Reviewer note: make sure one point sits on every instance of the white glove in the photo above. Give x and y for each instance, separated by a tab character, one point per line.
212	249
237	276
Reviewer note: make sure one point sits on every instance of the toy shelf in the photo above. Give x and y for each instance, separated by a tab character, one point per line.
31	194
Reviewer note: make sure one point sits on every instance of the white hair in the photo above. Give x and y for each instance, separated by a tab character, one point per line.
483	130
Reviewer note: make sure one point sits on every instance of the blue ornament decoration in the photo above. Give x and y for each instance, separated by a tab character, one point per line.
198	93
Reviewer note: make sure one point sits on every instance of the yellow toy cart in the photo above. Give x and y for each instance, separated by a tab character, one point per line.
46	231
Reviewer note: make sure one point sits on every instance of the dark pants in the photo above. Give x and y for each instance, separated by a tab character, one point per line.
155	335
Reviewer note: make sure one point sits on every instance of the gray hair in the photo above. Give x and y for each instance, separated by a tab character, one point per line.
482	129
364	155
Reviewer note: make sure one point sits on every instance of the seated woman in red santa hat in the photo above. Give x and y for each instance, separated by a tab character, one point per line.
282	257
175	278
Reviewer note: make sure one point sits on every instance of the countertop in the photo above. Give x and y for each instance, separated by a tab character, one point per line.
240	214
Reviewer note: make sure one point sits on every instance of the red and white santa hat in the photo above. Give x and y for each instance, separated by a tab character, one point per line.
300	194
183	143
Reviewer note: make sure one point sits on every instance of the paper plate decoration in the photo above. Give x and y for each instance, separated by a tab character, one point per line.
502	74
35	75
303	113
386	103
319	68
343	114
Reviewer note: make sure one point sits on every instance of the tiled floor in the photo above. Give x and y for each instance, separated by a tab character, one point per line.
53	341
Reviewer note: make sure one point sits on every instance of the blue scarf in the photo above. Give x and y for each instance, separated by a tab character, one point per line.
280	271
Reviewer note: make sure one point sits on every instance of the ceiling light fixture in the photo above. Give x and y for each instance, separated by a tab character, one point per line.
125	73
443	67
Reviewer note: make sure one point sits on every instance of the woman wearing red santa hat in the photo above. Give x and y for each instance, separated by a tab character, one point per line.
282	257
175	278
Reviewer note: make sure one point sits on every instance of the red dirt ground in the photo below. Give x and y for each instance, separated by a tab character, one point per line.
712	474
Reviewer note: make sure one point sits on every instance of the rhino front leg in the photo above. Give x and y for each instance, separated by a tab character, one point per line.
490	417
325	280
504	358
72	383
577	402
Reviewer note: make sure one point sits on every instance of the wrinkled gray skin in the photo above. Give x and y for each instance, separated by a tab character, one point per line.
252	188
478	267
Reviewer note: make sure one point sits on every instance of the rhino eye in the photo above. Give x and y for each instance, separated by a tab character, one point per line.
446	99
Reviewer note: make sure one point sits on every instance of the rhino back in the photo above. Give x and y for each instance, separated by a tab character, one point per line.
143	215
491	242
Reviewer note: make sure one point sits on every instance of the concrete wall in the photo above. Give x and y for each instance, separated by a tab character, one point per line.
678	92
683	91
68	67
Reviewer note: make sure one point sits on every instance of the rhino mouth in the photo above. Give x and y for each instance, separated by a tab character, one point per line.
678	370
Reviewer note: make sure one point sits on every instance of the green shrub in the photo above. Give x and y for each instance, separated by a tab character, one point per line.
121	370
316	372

========================================

- _Work required_: Repeat only the tail of the entries, exactly: the line containing "of the concrete" and every line after it, to the end.

- _Answer box_:
Reviewer note: make sure one point sits on every instance of the concrete wall in the photo above. Give x and y for each instance, separated by a tab character, one point per line.
678	92
683	91
68	67
Reviewer note: make sure one point sits on every instance of the rhino mouth in the photo above. Give x and y for each instance, separated by a tab character, one point per line.
678	370
Reviewer note: make sure one point sits on every instance of the green shrub in the photo above. Give x and y for each instance, separated by a tab character, one point per line.
121	370
316	372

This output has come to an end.